::: Input data :::

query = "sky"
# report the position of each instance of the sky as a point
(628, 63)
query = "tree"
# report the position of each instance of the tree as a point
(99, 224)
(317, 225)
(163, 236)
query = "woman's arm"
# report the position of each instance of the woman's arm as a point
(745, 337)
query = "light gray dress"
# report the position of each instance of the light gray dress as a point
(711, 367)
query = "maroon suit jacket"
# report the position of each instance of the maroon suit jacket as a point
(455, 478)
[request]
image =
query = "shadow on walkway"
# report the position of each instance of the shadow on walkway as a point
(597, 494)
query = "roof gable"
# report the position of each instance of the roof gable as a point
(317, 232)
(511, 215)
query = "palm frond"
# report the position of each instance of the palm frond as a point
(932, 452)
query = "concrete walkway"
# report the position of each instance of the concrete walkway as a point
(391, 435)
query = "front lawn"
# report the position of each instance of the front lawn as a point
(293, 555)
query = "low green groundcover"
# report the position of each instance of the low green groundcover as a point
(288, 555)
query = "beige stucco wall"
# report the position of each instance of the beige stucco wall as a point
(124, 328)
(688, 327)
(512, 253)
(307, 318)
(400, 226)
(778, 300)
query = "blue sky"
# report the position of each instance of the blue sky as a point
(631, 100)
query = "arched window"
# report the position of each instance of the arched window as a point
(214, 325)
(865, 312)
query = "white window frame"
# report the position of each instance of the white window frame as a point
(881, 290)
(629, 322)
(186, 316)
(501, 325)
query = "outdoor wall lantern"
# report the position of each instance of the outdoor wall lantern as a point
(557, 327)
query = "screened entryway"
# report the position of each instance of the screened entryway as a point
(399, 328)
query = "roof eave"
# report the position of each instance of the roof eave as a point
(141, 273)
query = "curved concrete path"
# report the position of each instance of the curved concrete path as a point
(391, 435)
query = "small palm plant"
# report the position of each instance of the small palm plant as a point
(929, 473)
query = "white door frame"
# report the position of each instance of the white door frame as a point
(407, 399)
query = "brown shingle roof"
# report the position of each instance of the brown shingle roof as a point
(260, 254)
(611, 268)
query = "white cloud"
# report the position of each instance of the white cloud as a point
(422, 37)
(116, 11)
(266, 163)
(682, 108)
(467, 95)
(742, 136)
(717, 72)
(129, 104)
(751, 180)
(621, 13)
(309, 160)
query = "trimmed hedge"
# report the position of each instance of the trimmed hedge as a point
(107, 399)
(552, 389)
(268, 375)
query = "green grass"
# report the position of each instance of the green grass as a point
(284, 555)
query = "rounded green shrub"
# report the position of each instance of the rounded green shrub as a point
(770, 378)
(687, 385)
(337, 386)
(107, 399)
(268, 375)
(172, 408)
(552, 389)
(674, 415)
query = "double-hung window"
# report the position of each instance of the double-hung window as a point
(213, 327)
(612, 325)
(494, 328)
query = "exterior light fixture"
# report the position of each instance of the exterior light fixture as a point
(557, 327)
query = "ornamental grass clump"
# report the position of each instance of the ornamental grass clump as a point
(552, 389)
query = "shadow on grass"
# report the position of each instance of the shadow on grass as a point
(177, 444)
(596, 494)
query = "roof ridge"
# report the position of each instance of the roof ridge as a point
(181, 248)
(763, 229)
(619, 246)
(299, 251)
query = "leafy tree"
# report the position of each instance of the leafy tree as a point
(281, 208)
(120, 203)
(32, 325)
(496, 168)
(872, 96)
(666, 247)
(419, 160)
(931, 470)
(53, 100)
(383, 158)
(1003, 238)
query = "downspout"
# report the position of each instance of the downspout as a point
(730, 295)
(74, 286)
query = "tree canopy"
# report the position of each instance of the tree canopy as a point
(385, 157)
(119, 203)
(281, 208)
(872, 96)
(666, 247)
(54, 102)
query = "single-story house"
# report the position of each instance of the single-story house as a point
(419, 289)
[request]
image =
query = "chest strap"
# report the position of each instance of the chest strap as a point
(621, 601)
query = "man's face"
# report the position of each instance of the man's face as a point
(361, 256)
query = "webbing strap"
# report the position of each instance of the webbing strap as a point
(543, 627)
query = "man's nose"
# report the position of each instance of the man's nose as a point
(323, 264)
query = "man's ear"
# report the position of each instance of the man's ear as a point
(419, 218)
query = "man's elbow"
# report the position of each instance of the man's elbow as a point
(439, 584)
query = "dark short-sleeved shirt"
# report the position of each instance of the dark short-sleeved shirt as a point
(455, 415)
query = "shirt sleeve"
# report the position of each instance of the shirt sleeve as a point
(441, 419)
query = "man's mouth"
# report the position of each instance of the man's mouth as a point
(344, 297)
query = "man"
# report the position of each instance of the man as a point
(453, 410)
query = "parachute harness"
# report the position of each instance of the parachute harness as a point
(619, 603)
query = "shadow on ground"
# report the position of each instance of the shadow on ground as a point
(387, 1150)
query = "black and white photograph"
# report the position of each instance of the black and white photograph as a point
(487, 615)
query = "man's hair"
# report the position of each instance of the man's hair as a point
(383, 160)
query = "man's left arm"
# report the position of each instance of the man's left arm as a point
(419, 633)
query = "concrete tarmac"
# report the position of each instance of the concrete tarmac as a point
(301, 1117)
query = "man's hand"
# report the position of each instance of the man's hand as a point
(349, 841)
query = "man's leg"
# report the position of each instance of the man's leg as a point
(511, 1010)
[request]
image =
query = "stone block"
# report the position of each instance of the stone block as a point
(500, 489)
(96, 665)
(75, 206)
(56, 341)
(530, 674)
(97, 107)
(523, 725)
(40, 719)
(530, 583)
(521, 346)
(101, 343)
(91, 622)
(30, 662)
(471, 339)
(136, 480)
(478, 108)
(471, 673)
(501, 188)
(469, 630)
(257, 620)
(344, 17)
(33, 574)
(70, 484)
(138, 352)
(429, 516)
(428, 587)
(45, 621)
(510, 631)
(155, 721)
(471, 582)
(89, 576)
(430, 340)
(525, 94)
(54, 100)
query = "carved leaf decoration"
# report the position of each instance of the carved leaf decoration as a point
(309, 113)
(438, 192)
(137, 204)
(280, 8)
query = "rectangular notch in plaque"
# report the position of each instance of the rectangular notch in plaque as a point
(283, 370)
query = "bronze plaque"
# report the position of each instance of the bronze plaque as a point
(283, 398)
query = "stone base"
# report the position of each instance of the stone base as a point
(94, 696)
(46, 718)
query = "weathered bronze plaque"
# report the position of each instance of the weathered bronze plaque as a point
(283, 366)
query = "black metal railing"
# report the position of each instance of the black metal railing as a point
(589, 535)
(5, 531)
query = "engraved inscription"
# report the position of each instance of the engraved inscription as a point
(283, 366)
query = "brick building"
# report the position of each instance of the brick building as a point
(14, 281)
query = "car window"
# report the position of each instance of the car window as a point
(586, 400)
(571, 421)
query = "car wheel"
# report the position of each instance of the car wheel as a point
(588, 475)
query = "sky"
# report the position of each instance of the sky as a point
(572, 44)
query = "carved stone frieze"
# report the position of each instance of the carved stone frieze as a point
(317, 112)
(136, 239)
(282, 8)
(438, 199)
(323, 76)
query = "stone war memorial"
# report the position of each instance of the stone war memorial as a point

:::

Your objective
Which lines in the records above contain the word "beige"? Gather each of them and copy it out.

Reply
query = "beige stucco wall"
# report the position of each instance of the beige stucco wall as a point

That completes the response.